- [Exercise instructions]: Collect every line of the rows below that contains the word "board", and copy each one in full. Case counts.

- [Provided information]:

>>>>>

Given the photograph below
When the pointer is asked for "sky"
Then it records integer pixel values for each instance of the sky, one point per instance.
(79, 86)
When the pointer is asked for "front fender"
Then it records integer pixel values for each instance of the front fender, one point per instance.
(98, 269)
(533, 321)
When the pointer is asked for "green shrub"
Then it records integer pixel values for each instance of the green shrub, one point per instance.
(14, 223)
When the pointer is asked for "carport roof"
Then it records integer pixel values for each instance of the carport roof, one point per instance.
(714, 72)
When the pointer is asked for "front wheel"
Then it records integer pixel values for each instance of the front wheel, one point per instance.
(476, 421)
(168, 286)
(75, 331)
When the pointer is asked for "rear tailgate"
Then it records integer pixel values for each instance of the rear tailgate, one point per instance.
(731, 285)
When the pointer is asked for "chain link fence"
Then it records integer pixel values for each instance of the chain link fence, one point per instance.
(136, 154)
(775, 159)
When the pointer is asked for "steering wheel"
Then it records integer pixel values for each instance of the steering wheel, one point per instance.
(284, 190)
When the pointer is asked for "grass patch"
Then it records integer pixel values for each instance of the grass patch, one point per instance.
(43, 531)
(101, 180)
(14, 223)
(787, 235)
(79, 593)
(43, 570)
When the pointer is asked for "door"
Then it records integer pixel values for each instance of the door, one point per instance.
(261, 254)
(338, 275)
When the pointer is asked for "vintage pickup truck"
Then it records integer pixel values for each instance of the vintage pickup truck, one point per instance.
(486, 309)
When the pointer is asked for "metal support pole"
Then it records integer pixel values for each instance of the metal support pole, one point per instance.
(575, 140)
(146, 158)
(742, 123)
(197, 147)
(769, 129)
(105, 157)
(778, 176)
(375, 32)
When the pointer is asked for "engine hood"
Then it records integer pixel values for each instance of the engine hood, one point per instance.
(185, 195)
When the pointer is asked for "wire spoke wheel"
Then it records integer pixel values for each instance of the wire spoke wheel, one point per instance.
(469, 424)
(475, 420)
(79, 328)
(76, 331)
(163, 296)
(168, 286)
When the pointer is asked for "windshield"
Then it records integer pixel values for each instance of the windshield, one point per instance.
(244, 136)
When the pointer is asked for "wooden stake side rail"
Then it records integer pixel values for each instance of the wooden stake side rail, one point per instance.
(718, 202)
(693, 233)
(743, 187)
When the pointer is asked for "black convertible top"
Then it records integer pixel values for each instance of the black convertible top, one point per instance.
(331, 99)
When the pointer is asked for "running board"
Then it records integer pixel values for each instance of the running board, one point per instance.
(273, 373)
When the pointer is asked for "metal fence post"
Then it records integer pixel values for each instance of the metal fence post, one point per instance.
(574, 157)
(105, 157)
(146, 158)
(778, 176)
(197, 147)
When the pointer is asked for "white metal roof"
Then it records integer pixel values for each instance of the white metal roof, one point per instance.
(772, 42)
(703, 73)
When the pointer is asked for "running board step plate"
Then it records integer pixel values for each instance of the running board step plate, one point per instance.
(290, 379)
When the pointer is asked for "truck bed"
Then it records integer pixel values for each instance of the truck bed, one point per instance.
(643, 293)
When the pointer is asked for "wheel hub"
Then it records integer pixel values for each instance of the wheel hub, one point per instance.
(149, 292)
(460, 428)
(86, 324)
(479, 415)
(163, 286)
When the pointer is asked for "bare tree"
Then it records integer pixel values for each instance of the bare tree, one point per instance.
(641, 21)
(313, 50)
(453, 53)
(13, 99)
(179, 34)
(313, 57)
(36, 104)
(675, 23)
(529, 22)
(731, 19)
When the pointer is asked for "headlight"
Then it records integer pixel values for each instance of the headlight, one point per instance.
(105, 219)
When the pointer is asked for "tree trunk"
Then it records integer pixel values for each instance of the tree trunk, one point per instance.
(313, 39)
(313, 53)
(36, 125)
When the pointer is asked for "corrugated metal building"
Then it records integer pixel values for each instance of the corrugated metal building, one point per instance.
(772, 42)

<<<<<
>>>>>

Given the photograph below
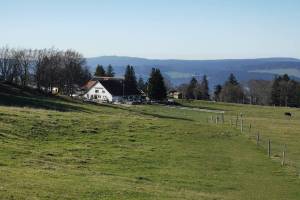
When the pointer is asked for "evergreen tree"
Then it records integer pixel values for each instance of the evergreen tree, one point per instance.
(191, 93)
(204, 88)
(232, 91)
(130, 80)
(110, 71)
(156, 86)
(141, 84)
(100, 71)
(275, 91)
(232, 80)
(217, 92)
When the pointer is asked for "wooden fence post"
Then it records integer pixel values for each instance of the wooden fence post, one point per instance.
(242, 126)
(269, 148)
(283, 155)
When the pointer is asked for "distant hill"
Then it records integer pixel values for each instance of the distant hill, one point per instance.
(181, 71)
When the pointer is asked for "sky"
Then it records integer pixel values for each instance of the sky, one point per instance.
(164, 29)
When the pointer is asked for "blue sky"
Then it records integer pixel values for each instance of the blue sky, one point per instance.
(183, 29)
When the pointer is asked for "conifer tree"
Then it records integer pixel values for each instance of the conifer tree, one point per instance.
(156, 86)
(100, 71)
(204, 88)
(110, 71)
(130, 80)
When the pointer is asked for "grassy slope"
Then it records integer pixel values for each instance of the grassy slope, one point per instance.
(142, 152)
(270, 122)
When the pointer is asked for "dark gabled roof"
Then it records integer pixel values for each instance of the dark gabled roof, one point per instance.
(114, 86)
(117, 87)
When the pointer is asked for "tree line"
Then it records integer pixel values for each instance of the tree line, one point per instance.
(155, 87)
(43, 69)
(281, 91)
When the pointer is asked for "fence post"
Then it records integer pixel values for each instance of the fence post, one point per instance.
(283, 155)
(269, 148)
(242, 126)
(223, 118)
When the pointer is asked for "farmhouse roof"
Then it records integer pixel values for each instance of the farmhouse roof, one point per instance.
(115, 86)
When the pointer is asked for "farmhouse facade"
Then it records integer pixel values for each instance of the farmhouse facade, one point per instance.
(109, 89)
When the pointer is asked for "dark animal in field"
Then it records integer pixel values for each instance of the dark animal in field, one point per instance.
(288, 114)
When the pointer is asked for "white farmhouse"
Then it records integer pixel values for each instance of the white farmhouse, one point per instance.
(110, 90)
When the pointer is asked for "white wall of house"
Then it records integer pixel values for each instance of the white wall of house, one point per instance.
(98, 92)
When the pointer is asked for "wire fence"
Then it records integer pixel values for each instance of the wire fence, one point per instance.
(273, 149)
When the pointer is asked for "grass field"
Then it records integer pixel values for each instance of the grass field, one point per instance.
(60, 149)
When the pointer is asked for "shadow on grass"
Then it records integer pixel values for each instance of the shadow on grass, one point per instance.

<<<<<

- [Task result]:
When the pointer is asked for "running board"
Then it records integer pixel values for each instance of the running board, one point per instance.
When the pointer is asked for "running board step plate"
Then it records integer pixel values for each instance of the running board step plate, one point per instance.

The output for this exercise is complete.